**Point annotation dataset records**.
########################################
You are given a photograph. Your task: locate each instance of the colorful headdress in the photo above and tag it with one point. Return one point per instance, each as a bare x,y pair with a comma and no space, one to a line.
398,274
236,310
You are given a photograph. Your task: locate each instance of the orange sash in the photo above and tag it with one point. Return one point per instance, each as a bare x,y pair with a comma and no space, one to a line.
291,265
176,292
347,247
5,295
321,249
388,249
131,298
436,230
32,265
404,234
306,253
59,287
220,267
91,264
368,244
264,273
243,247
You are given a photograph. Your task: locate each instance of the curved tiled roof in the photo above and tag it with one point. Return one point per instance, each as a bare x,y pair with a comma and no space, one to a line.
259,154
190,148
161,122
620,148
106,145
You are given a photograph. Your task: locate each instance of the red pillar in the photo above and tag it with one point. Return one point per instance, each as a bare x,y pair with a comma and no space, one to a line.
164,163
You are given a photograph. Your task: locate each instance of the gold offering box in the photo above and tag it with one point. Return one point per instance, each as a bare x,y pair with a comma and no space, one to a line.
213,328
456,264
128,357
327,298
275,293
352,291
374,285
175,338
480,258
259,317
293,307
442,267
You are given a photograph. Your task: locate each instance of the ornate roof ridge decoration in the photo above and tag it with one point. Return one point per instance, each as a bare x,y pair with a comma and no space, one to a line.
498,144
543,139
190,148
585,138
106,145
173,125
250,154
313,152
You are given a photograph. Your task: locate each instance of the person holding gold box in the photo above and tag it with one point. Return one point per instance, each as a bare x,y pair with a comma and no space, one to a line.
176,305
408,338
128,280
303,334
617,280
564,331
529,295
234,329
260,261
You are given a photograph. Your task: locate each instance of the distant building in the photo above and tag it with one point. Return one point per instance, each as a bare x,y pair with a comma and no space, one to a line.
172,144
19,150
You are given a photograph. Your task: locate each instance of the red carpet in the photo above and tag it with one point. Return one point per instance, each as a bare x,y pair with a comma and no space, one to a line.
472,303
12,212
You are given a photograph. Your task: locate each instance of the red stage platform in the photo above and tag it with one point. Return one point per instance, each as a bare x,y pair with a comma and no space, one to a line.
########################################
**Work required**.
Format every line of the material as a Markdown table with the columns "Row" and "Line", numbering the rows in order and leaving out blank lines.

**Expected output**.
| Row | Line |
|---|---|
| 1 | You are given a photograph. Your task: locate each instance of the colorful headdress in the photo above and tag it with one point. Return one point per instance, each as a bare x,y pair with a comma and no space, one to a line. |
| 2 | 398,274 |
| 3 | 236,310 |
| 4 | You are given a photograph. Your task: locate each instance of the orange sash in the photo above and tag it with one point. Return one point per instance, each as a bare x,y pair with a comma and no space, one to a line. |
| 5 | 291,265 |
| 6 | 176,292 |
| 7 | 347,247 |
| 8 | 5,295 |
| 9 | 321,249 |
| 10 | 388,249 |
| 11 | 131,298 |
| 12 | 436,230 |
| 13 | 32,265 |
| 14 | 404,234 |
| 15 | 306,253 |
| 16 | 59,287 |
| 17 | 220,267 |
| 18 | 91,264 |
| 19 | 368,244 |
| 20 | 264,273 |
| 21 | 243,247 |
| 22 | You are given a photograph. Your task: locate each instance of the curved tiled roof in the photo above and tag it with one point. Return one point per instance, each as a bare x,y pair with a comma and no space, one to a line. |
| 23 | 259,154 |
| 24 | 190,148 |
| 25 | 161,122 |
| 26 | 620,148 |
| 27 | 106,145 |
| 28 | You are given a photograph. Your task: locate each instance of the red pillar in the photo above and tag it with one point. Return one point per instance, each as a bare x,y pair with a comma and no space, one to a line. |
| 29 | 164,163 |
| 30 | You are given a photograph. Your task: locate each instance of the gold offering box in the photo above and tag it with one point. Return one point per instance, each as a bare x,y pair with a comma and no space, one to a line. |
| 31 | 213,328 |
| 32 | 456,264 |
| 33 | 128,357 |
| 34 | 327,298 |
| 35 | 275,293 |
| 36 | 352,291 |
| 37 | 374,285 |
| 38 | 175,338 |
| 39 | 480,258 |
| 40 | 259,317 |
| 41 | 293,307 |
| 42 | 442,267 |
| 43 | You are given a photograph. Your task: locate each instance of the ornate roof ridge decoration in the photo above and tag it with one point. Return one point per instance, each as a bare x,y pair with a comma and no space, one to a line. |
| 44 | 498,144 |
| 45 | 543,139 |
| 46 | 190,148 |
| 47 | 585,138 |
| 48 | 106,145 |
| 49 | 173,125 |
| 50 | 250,154 |
| 51 | 313,152 |
| 52 | You are given a photograph. Your task: locate each instance of the person holding gold box in the photo above and tag it with one point. Return one point per instance, each as a bare x,y pair with a comma and no space, one to a line. |
| 53 | 176,305 |
| 54 | 408,338 |
| 55 | 128,280 |
| 56 | 303,334 |
| 57 | 617,280 |
| 58 | 564,331 |
| 59 | 529,295 |
| 60 | 234,329 |
| 61 | 260,261 |
| 62 | You are given a photograph. Your task: locate each instance of the distant building in the photo above and tag it with one point. Return one point per instance, each as a bare x,y pair with a comma and no space, one to a line. |
| 63 | 172,144 |
| 64 | 19,150 |
| 65 | You are given a photograph. Your task: locate each instance of the red carpet in the photo above and tag it with one point. Return one point per instance, each as a bare x,y pair with a comma and no space, one to a line. |
| 66 | 472,303 |
| 67 | 12,212 |
| 68 | You are given a photograph. Your task: locate each instance of the red stage platform in the photo above and tag it with one point. Return one point per instance, each as a bare x,y pair with a comma and no space, one to a line. |